━━━━━ Materials provided ━━━━━

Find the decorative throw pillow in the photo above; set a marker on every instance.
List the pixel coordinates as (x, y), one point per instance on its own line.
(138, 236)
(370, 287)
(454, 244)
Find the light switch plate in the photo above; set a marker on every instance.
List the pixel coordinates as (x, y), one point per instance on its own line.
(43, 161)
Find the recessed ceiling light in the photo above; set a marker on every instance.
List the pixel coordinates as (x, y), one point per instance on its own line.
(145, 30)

━━━━━
━━━━━ Materials provided ━━━━━

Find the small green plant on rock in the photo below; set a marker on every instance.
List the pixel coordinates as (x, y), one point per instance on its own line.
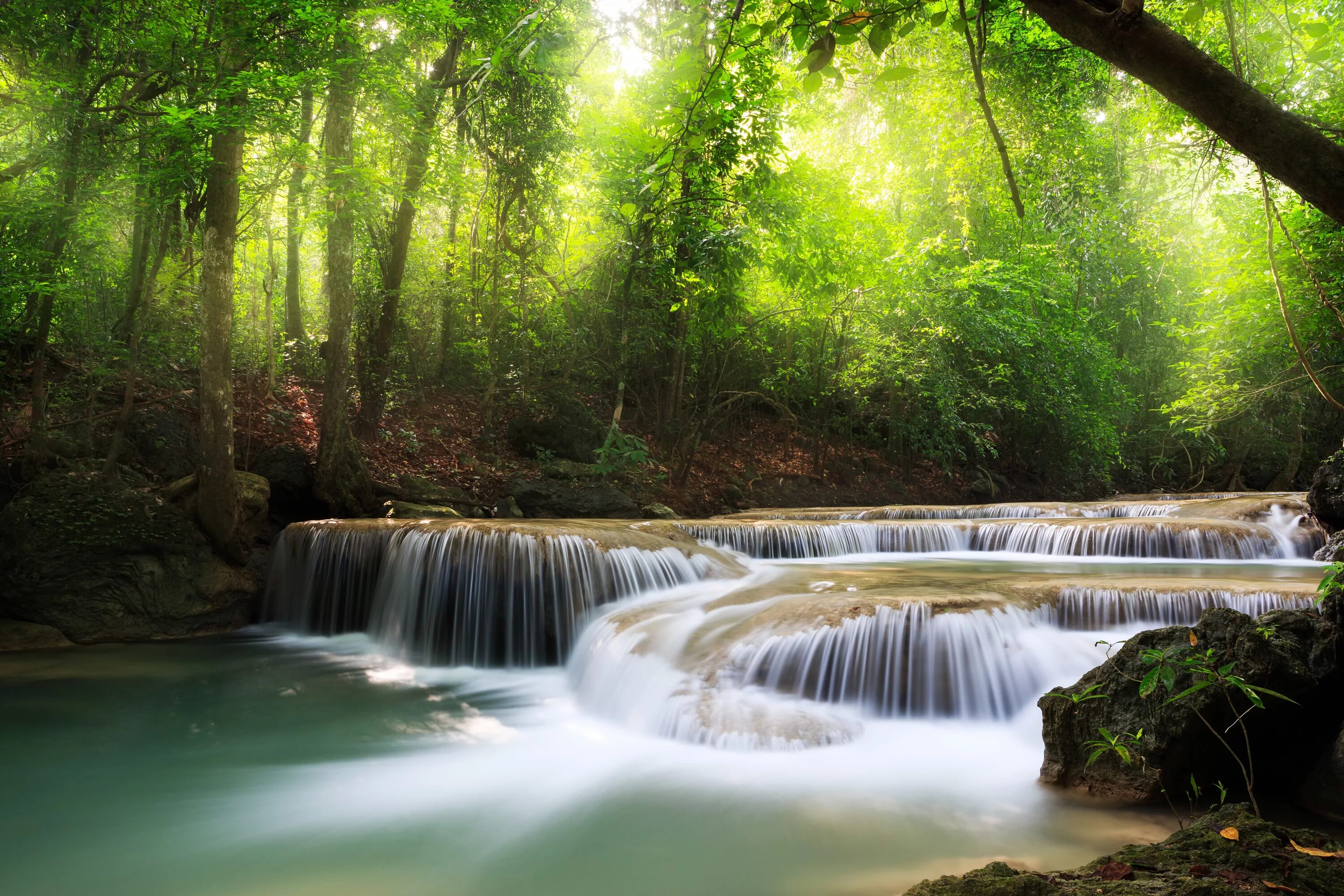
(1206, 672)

━━━━━
━━━━━ Materials provided ━━━━━

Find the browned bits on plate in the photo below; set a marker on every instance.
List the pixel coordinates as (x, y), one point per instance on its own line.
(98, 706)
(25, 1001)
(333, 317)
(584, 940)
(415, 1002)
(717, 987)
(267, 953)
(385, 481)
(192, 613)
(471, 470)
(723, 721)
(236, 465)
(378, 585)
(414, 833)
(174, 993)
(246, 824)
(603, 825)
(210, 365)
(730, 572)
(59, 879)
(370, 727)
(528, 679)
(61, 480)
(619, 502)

━━━━━

Reproduce each line in the listing above that mentions the string "Find".

- Exercise answer:
Find the decorative throw pillow in the photo above; set a marker on every instance.
Find the light switch plate in the photo above; set a marker on every instance.
Find the recessed ceiling light in the photo above; set a marker on every instance.
Find the small green plant on rock in the photo below; set a marker on every instance.
Find the browned bits on plate in the photo below; set a marker on every instance.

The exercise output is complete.